AIM >>
Gather every line in the records below that contains the word "copper" and copy each of those lines in full.
-- start SOURCE RECORDS --
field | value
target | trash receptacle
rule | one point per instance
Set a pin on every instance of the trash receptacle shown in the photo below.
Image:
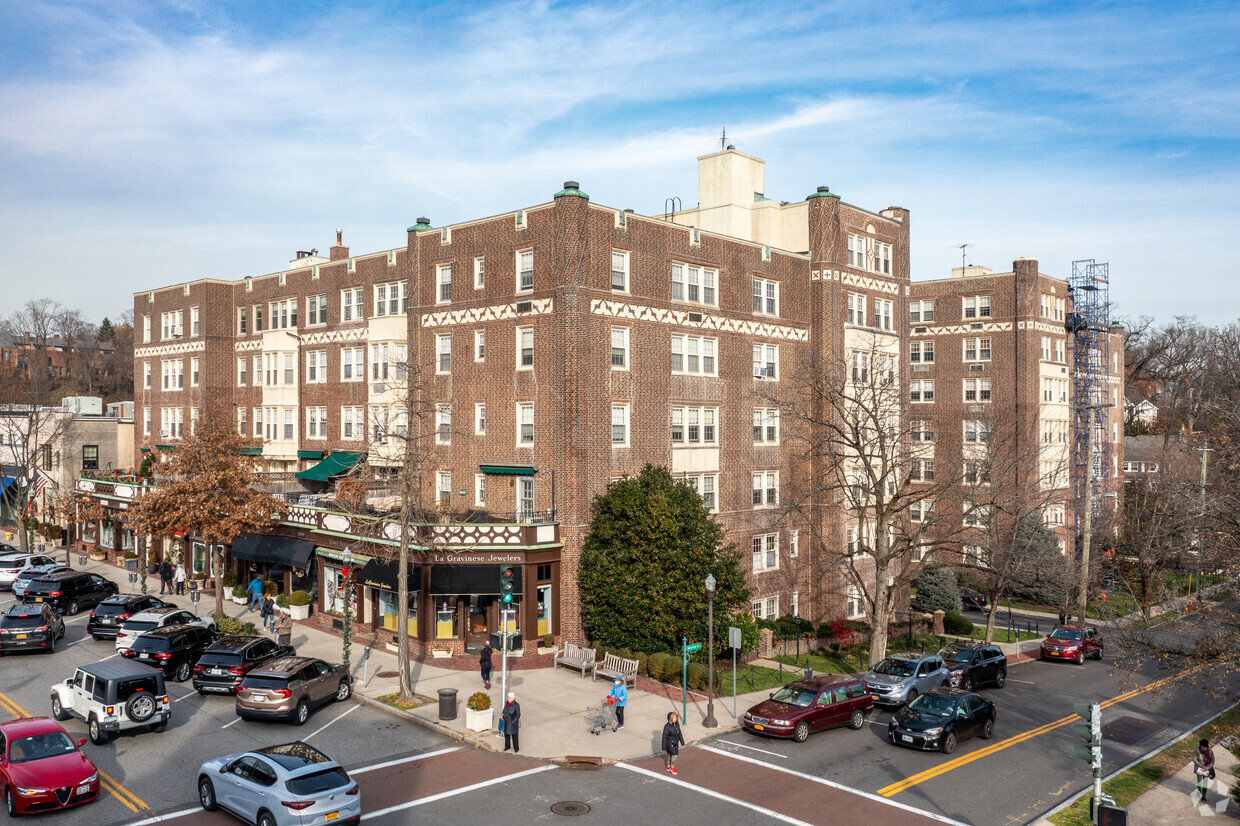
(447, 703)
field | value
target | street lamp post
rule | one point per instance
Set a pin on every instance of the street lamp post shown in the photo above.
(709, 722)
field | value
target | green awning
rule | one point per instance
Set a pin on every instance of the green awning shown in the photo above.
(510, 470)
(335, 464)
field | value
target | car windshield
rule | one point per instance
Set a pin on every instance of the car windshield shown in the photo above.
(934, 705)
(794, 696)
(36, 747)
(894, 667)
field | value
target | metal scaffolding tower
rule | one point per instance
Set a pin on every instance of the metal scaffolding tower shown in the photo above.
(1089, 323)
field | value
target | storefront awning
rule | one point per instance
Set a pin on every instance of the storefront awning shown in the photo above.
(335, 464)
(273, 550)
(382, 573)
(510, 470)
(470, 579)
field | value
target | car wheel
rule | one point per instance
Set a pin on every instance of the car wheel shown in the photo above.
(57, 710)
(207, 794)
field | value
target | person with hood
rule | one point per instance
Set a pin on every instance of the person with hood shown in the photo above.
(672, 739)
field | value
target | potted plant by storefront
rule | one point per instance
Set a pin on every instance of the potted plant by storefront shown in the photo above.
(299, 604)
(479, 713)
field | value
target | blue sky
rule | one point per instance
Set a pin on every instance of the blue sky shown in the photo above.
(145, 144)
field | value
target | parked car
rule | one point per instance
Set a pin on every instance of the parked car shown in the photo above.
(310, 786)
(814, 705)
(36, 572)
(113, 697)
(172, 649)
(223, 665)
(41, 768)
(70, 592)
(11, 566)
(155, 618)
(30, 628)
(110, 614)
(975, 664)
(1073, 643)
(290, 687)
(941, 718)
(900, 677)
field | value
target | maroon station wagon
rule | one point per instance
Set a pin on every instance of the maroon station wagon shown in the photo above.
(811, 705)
-- end SOURCE RECORDS --
-- start SOURCE RECORDS --
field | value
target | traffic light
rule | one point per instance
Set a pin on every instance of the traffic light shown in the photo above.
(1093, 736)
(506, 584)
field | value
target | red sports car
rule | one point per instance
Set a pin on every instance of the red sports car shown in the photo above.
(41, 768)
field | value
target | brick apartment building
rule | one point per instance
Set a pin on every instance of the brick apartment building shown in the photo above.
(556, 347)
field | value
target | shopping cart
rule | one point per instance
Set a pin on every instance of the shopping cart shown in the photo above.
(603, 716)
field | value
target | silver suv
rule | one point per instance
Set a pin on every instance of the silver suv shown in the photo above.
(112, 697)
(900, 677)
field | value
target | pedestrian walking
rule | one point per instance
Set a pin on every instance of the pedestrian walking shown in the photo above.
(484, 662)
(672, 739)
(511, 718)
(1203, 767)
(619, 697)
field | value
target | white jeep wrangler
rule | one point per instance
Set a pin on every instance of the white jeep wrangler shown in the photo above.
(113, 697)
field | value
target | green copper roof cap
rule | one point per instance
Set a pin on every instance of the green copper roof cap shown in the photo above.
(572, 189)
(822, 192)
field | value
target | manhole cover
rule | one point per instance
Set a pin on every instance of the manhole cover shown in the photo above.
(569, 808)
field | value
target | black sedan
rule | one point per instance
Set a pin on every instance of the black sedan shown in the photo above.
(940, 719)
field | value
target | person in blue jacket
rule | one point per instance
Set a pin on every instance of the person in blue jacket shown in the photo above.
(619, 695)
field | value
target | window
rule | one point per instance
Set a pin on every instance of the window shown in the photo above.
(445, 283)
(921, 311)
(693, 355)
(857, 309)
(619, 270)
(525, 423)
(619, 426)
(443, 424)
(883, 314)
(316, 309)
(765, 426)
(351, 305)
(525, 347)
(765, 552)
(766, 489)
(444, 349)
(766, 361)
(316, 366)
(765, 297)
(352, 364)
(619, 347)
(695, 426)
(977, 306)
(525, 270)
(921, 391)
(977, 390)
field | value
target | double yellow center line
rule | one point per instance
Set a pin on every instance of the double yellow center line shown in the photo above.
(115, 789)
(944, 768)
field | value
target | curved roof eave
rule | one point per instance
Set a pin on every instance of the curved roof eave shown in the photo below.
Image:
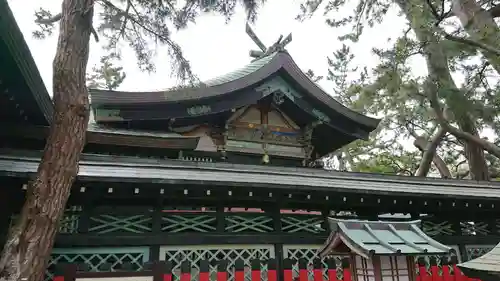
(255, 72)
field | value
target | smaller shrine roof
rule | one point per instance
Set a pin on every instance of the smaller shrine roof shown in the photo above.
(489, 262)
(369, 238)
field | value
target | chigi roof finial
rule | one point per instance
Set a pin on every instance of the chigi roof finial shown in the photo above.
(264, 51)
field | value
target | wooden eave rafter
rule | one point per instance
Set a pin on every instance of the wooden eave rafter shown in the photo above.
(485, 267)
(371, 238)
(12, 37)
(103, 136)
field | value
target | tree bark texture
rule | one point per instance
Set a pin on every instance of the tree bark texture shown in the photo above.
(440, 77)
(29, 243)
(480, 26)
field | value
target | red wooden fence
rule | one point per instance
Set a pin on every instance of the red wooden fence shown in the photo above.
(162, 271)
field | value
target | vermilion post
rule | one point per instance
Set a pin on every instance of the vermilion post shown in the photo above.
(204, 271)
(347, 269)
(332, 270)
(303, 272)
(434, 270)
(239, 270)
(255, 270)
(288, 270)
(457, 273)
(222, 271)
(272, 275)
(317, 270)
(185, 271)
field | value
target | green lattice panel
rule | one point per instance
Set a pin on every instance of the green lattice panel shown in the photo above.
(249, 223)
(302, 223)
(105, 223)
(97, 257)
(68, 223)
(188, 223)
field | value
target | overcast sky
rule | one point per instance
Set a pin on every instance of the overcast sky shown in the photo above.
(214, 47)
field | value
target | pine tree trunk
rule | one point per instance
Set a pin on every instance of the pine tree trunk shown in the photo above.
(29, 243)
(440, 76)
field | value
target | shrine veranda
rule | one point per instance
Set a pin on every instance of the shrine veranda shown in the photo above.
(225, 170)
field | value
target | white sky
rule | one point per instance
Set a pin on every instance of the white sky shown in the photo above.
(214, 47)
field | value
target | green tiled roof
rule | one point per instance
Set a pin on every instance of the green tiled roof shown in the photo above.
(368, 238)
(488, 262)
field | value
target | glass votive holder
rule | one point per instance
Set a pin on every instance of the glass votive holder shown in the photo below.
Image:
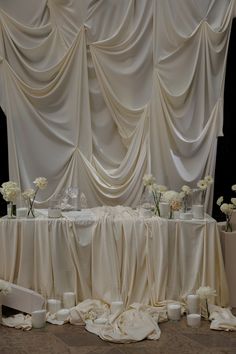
-- end SOURCE RECORDS --
EXPECTED OUTPUT >>
target | green copper roof cap
Set a pin on every instance of the green copper roof cap shown in the photo above.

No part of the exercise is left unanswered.